> _Exercise goal_
Copy each line below exactly and leave the pictures out.
— start Data records —
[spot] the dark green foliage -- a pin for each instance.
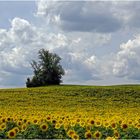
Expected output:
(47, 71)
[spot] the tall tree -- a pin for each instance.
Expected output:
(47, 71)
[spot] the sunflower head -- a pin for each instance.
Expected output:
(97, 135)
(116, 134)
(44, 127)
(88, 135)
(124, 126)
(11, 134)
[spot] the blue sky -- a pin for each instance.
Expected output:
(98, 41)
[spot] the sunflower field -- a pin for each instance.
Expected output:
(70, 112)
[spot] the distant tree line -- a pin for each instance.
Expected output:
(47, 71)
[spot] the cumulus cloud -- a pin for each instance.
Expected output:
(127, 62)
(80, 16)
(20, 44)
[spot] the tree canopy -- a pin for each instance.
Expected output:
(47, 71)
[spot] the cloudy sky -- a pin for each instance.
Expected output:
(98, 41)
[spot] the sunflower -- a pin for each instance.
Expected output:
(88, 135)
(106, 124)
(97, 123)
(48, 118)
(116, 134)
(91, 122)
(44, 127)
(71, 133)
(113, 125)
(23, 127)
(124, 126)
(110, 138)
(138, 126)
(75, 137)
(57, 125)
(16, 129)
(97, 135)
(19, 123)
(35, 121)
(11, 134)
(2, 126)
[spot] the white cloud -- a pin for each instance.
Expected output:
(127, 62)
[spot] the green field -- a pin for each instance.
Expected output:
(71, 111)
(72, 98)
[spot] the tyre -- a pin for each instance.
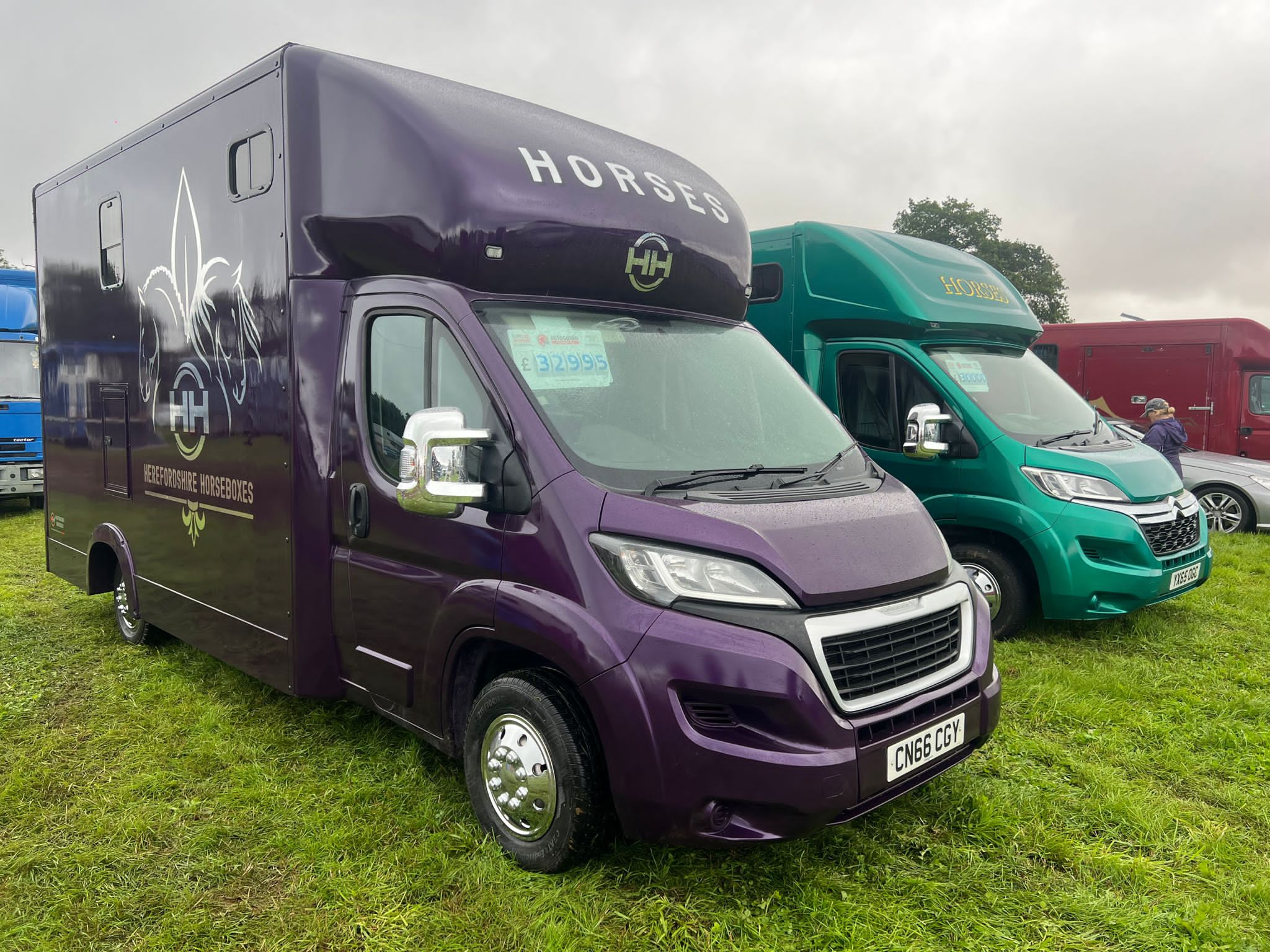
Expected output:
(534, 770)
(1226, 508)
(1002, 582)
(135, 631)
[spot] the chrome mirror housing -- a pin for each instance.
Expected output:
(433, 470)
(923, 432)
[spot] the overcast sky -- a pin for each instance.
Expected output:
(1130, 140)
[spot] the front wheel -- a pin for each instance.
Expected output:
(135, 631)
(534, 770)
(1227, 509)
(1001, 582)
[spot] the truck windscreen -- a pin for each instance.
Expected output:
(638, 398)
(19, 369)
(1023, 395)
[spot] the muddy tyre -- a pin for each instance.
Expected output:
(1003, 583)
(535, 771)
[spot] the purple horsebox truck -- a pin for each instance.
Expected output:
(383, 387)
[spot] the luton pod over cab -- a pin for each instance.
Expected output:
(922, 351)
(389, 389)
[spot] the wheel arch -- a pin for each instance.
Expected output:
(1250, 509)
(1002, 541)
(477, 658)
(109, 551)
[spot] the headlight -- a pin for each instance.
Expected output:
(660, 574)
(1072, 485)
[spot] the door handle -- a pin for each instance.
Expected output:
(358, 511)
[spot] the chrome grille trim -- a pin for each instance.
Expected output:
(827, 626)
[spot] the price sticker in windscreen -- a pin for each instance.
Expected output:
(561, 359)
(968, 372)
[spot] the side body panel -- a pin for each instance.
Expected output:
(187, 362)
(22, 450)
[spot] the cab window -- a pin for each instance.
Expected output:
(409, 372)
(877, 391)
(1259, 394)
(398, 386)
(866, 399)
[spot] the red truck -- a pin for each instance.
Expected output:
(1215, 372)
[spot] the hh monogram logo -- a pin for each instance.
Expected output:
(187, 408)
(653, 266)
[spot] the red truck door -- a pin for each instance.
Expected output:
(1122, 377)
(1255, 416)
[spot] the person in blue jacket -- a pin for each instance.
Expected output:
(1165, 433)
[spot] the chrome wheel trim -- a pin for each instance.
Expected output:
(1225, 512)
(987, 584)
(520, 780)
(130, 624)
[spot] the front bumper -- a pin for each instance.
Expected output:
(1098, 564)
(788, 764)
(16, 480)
— end Data records —
> _Answer to the exercise_
[spot] the dark green foliage -- a pin for each instance.
Expected output:
(47, 71)
[spot] the tall tree -- a pin for each instance.
Expected output:
(47, 71)
[spot] the sunflower head -- a pin for each instance.
Expected output:
(97, 135)
(116, 134)
(44, 127)
(88, 135)
(124, 126)
(11, 134)
[spot] the blue sky -- a pin for each instance.
Expected output:
(98, 41)
[spot] the sunflower field -- a pin for each instance.
Expected output:
(70, 112)
[spot] the distant tree line -- a pin for each instance.
Expected output:
(47, 71)
[spot] the cumulus cloud -- a pin for each instance.
Expected output:
(127, 62)
(80, 16)
(20, 44)
[spot] the tree canopy -- a pin for each instance.
Expected output:
(47, 71)
[spot] the cloudy sky -- a pin for each instance.
Expected output:
(98, 41)
[spot] the sunflower -- a pin for each instance.
Expected output:
(88, 135)
(106, 124)
(97, 123)
(48, 118)
(116, 134)
(91, 122)
(44, 127)
(71, 133)
(113, 125)
(23, 127)
(124, 126)
(110, 138)
(138, 126)
(75, 137)
(57, 125)
(16, 129)
(97, 135)
(19, 123)
(35, 121)
(11, 134)
(2, 126)
[spot] the white cloud -- a pin for each instance.
Expected output:
(127, 62)
[spot] the green field -- a pin for each instance.
Expected output:
(71, 111)
(72, 98)
[spot] the tyre -- a pin for each instance.
Expected output:
(534, 770)
(1226, 508)
(1002, 582)
(135, 631)
[spot] the chrome mirror housing -- a pin for each instance.
Expected output:
(433, 470)
(923, 432)
[spot] the overcast sky -- a pin for each instance.
Expected output:
(1130, 140)
[spot] the front wheel -- a pin for each instance.
Expected output:
(135, 631)
(534, 770)
(1227, 509)
(1001, 582)
[spot] the truck windscreen -- a pin for each instance.
Expected output:
(638, 398)
(19, 369)
(1023, 395)
[spot] the muddy tyre -- a pin for each instance.
Expected output:
(1003, 583)
(535, 771)
[spot] the purple horsebox truck -- a pin for each instance.
Expected output:
(383, 387)
[spot] the luton pod over cab -- a pin for each instance.
Expected output:
(922, 351)
(389, 389)
[spot] the wheel arch -- a pin for each instance.
Expected output:
(1250, 509)
(1002, 541)
(477, 658)
(109, 551)
[spot] the headlight -- a pin for each instance.
Expected output:
(660, 574)
(1072, 485)
[spot] the door handle -- a pin for each instance.
Expected output:
(358, 511)
[spot] the chrome grille trim -- a pin for each instance.
Expected output:
(827, 626)
[spot] the price sticker in windscreen -- a pin for each instance.
Expected output:
(561, 359)
(968, 372)
[spot] the side body panel -- a pin for each instance.
Expected output:
(187, 362)
(22, 450)
[spot] the cab window -- a pin for each instance.
Expected output:
(409, 372)
(877, 391)
(1259, 394)
(398, 386)
(866, 399)
[spot] the red truck -- a pin for each instance.
Expected output:
(1215, 372)
[spot] the hh monogram logo -- a pin for each instance.
Expected output:
(187, 408)
(653, 266)
[spot] the red truck door -- a pin for each instance.
Expected output:
(1122, 377)
(1255, 416)
[spot] the person in blue jacket -- a pin for each instance.
Expected output:
(1165, 433)
[spot] the chrome wheel trim -- a pin for each instance.
Expected output:
(1225, 512)
(987, 584)
(520, 780)
(130, 624)
[spot] the front bumper -- a pin for each instance.
Expected output:
(1098, 564)
(788, 764)
(16, 480)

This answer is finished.